## Records for the exercise
______
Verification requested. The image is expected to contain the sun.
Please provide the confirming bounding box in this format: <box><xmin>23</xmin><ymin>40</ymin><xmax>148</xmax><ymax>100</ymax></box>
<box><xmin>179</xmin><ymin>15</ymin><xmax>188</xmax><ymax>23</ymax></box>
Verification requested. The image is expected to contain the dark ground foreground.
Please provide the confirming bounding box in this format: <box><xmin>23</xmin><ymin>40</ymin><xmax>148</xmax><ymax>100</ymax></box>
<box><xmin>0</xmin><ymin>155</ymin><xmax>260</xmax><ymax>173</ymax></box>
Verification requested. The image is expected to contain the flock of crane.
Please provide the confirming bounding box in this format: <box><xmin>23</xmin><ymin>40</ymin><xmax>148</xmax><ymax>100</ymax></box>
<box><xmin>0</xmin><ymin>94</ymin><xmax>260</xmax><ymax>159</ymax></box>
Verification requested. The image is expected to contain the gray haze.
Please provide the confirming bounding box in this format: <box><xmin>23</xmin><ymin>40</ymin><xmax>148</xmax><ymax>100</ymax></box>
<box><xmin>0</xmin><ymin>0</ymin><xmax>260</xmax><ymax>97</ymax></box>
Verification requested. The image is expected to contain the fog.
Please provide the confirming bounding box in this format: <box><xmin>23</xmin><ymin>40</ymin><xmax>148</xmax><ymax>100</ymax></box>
______
## Exercise brief
Rewrite all of the items above as a numbered list, dropping any blank lines.

## Finished exercise
1. Verification requested. The image is expected to contain the sun.
2. Please provide the confirming bounding box in this format: <box><xmin>23</xmin><ymin>40</ymin><xmax>148</xmax><ymax>100</ymax></box>
3. <box><xmin>179</xmin><ymin>15</ymin><xmax>188</xmax><ymax>23</ymax></box>
4. Verification requested. The image is expected to contain the dark ground foreground.
5. Please provide the confirming bounding box in this format: <box><xmin>23</xmin><ymin>40</ymin><xmax>148</xmax><ymax>100</ymax></box>
6. <box><xmin>0</xmin><ymin>155</ymin><xmax>260</xmax><ymax>173</ymax></box>
7. Verification requested. The image is expected to contain the flock of crane.
8. Please provide the confirming bounding box in this format: <box><xmin>23</xmin><ymin>40</ymin><xmax>148</xmax><ymax>100</ymax></box>
9. <box><xmin>0</xmin><ymin>94</ymin><xmax>260</xmax><ymax>159</ymax></box>
10. Verification requested. The image is expected to contain the gray haze.
11. Please provide the confirming bounding box in this format: <box><xmin>23</xmin><ymin>40</ymin><xmax>148</xmax><ymax>100</ymax></box>
12. <box><xmin>0</xmin><ymin>0</ymin><xmax>260</xmax><ymax>97</ymax></box>
13. Verification requested. The image is expected to contain the fog.
14. Please provide the confirming bounding box in this format: <box><xmin>23</xmin><ymin>40</ymin><xmax>148</xmax><ymax>100</ymax></box>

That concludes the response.